- [Source data]

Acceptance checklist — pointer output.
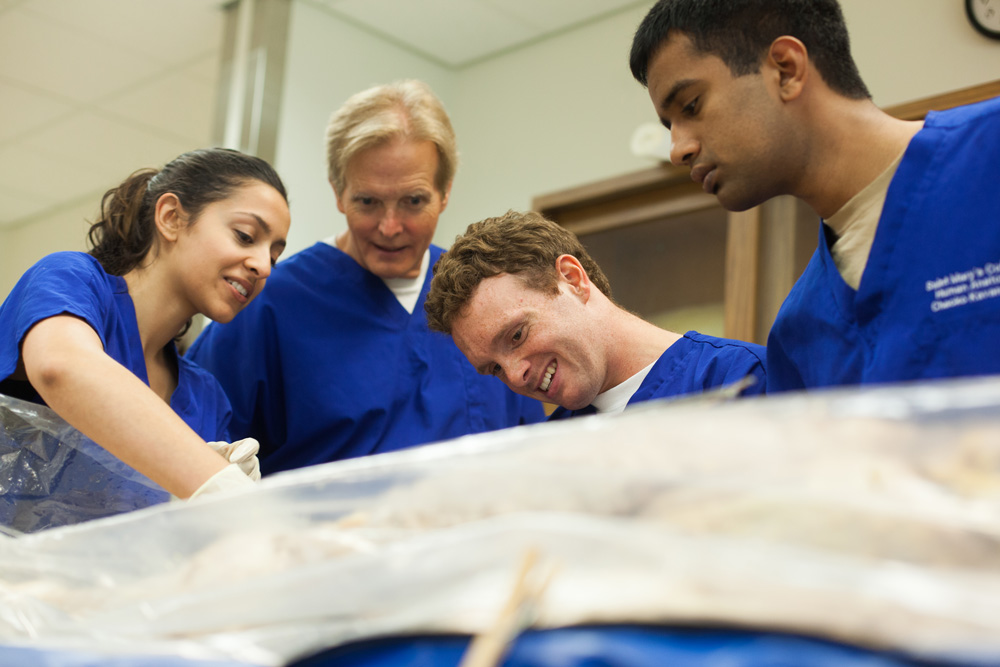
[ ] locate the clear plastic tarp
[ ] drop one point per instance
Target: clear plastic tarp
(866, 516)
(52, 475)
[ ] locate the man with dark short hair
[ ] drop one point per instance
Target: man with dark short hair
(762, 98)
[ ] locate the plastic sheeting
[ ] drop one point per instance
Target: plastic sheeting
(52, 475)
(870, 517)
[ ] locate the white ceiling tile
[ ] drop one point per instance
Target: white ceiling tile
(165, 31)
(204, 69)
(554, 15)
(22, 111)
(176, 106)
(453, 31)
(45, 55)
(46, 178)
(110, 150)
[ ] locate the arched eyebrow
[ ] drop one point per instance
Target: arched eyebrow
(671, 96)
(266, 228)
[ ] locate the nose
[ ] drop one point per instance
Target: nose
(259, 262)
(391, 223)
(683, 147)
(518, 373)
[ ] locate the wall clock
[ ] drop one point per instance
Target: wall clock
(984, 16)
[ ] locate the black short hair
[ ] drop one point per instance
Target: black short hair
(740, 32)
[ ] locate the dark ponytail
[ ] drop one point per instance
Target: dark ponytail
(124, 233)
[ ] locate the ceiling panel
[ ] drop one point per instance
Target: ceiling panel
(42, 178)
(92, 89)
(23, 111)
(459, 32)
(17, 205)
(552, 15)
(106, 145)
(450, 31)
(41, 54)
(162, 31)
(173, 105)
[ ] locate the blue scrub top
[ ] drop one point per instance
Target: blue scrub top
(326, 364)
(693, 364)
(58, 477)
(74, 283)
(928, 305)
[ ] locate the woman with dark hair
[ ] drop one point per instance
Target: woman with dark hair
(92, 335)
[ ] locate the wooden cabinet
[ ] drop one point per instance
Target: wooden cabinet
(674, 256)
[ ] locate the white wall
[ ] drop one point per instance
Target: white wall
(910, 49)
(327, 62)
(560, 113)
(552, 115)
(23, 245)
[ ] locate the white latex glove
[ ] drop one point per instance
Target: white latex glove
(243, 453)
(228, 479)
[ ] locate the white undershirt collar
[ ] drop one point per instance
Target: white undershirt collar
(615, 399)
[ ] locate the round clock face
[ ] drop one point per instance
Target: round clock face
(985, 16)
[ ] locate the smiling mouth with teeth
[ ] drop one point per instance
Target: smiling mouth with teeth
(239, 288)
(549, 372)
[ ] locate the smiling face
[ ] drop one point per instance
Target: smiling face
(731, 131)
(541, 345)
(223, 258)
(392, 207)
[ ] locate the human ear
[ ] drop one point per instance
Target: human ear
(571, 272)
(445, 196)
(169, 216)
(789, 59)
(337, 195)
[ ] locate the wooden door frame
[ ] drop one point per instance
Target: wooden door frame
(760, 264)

--

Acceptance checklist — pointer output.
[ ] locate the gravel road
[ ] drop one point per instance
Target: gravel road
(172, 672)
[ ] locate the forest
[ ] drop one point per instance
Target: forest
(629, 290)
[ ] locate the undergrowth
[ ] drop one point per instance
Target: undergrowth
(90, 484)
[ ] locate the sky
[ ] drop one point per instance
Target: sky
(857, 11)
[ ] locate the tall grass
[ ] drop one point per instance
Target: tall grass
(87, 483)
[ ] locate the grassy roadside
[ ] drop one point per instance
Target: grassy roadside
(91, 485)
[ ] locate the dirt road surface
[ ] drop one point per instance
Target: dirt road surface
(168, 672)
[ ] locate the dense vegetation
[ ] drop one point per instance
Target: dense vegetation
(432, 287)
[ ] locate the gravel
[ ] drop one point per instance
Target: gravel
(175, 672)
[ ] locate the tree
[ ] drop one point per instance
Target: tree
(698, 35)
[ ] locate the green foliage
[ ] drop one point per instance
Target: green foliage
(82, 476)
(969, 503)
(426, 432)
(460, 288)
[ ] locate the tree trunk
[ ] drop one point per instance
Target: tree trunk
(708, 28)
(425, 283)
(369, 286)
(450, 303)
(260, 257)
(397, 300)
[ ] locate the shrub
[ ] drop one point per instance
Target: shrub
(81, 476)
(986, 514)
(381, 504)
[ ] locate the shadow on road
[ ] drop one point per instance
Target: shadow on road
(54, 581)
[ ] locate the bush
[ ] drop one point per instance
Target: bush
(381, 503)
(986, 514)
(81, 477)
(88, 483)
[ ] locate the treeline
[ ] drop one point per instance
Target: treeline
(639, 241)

- [What is needed] Extract every line of the material above that contains the word "short".

- [Completed exercise]
[ ] locate the man with dark short hair
Target: man with dark short hair
[ ] locate the black short hair
Target: black short hair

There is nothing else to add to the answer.